Required task
Put the lines below into a JSON list of strings, with one string per line and blank lines omitted. Leave the pictures out of the list.

Material for the task
--------------------------------------------------

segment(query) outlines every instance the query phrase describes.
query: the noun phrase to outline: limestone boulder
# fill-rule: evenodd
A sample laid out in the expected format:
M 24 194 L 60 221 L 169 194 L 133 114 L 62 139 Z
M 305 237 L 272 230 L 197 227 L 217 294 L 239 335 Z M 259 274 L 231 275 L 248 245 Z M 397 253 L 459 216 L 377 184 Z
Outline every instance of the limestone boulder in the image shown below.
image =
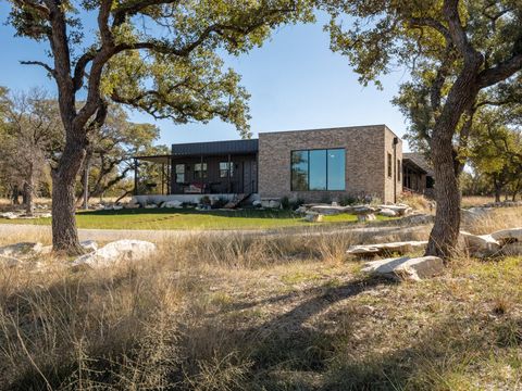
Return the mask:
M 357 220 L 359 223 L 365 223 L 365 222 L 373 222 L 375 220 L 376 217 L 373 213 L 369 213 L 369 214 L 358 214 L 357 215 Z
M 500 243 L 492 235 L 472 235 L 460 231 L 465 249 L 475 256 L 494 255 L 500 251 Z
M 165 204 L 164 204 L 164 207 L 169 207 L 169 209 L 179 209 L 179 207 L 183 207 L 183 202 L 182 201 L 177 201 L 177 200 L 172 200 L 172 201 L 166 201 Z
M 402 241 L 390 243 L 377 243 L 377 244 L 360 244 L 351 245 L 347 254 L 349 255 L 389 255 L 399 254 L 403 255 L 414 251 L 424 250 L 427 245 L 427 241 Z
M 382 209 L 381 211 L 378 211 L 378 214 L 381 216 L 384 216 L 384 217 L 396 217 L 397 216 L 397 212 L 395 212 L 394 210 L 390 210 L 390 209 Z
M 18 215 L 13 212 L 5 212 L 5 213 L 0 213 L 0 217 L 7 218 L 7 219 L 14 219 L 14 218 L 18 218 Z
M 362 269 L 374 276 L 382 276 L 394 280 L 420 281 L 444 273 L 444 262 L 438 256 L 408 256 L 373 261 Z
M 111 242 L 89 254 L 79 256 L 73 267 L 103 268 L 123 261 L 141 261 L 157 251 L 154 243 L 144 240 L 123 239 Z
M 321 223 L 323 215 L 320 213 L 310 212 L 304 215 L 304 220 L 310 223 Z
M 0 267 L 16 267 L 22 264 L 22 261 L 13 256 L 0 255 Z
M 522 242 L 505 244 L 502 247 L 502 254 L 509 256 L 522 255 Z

--------------------------------------------------

Task result
[
  "segment(query) outlines every instance the query phrase describes.",
  "query: the noun phrase to outline: limestone boulder",
  "# fill-rule: evenodd",
  "A sample laid out in the expected format:",
  "M 24 194 L 60 221 L 169 194 L 133 114 L 62 139 Z",
  "M 305 237 L 272 230 L 197 227 L 217 294 L 239 335 Z M 259 274 L 231 275 L 248 245 Z M 397 253 L 459 216 L 377 184 Z",
  "Outline every instance of the limestone boulder in the image shown below.",
  "image =",
  "Return the mask:",
  "M 357 220 L 359 223 L 365 223 L 365 222 L 373 222 L 375 220 L 376 217 L 373 213 L 369 213 L 369 214 L 358 214 L 357 215 Z",
  "M 500 243 L 492 235 L 472 235 L 460 231 L 465 249 L 475 256 L 494 255 L 500 251 Z",
  "M 165 204 L 164 204 L 164 207 L 169 207 L 169 209 L 179 209 L 179 207 L 183 207 L 183 202 L 182 201 L 177 201 L 177 200 L 172 200 L 172 201 L 166 201 Z",
  "M 402 241 L 390 243 L 377 243 L 377 244 L 360 244 L 351 245 L 347 254 L 349 255 L 389 255 L 399 254 L 403 255 L 414 251 L 424 250 L 427 245 L 427 241 Z",
  "M 382 209 L 381 211 L 378 211 L 378 214 L 381 216 L 384 216 L 384 217 L 396 217 L 397 216 L 397 212 L 395 212 L 394 210 L 390 210 L 390 209 Z",
  "M 18 215 L 13 212 L 5 212 L 5 213 L 0 213 L 0 217 L 7 218 L 7 219 L 14 219 L 14 218 L 18 218 Z",
  "M 362 269 L 374 276 L 382 276 L 394 280 L 420 281 L 444 273 L 444 262 L 438 256 L 408 256 L 373 261 Z",
  "M 111 242 L 89 254 L 79 256 L 73 267 L 103 268 L 123 261 L 141 261 L 157 251 L 154 243 L 144 240 L 123 239 Z",
  "M 321 223 L 323 215 L 320 213 L 310 212 L 304 215 L 304 220 L 310 223 Z",
  "M 0 267 L 16 267 L 22 264 L 22 261 L 13 256 L 0 255 Z",
  "M 522 242 L 505 244 L 502 247 L 502 254 L 509 256 L 522 255 Z"
]